**Brief**
Each line below that holds the string "roof" counts once; report the total and nothing else.

Natural-language object grounding data
——

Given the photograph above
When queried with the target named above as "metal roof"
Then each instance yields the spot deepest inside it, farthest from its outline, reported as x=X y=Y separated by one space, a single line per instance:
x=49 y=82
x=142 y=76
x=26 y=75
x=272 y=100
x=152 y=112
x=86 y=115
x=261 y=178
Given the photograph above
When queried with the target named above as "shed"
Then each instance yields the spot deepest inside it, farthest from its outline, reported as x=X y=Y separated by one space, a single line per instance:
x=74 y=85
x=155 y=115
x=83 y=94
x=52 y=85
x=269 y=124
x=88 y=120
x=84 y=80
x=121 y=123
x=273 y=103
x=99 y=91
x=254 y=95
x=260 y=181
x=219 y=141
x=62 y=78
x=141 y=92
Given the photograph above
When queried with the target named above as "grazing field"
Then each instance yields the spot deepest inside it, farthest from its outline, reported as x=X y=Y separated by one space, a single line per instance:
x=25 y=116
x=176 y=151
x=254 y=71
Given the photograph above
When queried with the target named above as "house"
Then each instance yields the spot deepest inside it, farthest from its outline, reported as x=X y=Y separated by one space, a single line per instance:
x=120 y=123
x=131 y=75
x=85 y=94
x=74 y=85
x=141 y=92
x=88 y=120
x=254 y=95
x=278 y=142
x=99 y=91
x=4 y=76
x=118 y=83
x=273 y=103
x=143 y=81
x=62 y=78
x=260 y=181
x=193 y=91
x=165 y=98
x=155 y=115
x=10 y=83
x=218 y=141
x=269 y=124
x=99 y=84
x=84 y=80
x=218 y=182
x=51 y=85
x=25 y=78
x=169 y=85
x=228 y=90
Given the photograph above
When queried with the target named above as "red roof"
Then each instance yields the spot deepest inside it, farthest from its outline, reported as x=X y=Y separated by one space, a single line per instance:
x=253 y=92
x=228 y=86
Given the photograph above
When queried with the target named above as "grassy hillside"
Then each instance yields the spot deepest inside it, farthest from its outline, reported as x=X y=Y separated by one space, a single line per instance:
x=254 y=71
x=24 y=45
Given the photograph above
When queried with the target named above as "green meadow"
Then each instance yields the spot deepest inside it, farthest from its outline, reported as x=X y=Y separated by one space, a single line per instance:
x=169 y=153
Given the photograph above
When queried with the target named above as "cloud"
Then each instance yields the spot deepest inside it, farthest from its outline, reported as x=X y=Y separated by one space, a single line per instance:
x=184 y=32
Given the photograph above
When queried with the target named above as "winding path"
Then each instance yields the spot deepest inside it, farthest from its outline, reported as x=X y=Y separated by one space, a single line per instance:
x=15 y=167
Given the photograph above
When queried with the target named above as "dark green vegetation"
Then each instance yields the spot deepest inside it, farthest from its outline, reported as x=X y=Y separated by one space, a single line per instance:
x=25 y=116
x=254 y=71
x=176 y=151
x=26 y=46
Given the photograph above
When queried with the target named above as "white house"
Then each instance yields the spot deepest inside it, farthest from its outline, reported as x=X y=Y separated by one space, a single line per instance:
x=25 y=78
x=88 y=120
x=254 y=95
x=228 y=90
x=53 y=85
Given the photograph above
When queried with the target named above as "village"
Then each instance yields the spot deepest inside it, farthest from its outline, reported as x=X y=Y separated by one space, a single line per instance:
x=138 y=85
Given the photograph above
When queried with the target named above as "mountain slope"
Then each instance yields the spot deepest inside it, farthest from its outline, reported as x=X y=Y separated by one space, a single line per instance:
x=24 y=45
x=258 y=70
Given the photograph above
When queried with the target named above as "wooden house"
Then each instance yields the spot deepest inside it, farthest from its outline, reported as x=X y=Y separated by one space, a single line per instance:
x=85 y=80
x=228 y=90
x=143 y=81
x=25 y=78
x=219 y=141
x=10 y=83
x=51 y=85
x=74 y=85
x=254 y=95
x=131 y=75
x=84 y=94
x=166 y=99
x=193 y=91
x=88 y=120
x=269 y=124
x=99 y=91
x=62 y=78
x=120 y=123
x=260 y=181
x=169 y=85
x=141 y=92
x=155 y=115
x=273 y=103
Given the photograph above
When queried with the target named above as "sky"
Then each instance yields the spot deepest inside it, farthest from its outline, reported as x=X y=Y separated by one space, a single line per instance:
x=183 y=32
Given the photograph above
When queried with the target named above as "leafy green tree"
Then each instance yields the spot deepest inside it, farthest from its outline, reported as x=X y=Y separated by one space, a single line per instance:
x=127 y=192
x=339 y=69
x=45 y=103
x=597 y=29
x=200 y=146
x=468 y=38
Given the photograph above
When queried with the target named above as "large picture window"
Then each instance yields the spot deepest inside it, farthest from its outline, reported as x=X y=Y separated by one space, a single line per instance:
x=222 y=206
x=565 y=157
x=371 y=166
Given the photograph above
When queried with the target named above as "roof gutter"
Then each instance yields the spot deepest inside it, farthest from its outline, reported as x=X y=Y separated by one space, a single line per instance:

——

**Output for this task**
3